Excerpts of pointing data
.....

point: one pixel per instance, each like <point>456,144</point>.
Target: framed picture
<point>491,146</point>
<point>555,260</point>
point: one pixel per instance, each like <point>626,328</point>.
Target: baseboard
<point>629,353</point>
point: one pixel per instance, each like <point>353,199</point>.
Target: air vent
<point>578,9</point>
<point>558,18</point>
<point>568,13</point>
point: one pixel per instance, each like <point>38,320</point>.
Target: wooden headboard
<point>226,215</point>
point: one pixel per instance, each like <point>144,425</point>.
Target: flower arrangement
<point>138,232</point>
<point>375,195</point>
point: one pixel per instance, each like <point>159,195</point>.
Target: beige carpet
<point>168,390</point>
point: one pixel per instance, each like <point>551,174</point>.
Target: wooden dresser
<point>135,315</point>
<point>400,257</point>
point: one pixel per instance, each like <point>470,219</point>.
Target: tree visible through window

.....

=== Exercise ===
Output every line of the items above as a numbered list, omitting any blank lines.

=== Correct answer ===
1. point: one pixel per instance, each like <point>456,144</point>.
2. Target: framed picture
3. <point>491,146</point>
4. <point>555,260</point>
5. point: one pixel per instance, each like <point>626,328</point>.
6. Target: baseboard
7. <point>629,353</point>
8. point: one pixel per instance, each like <point>353,199</point>.
9. Target: air vent
10. <point>578,9</point>
11. <point>558,18</point>
12. <point>568,13</point>
13. point: one pixel per instance, each like <point>38,320</point>.
14. Target: wooden headboard
15. <point>226,215</point>
16. point: one pixel per instance, each like <point>144,425</point>.
17. Target: flower arrangement
18. <point>138,232</point>
19. <point>375,195</point>
20. point: one pixel per instance, each like <point>159,195</point>.
21. Target: beige carpet
22. <point>168,390</point>
23. point: one pixel per instance, each like <point>551,174</point>.
24. Target: wooden dresser
25. <point>135,315</point>
26. <point>400,257</point>
27. point: one pixel per instance, each like <point>470,219</point>.
28. Target: tree visible through window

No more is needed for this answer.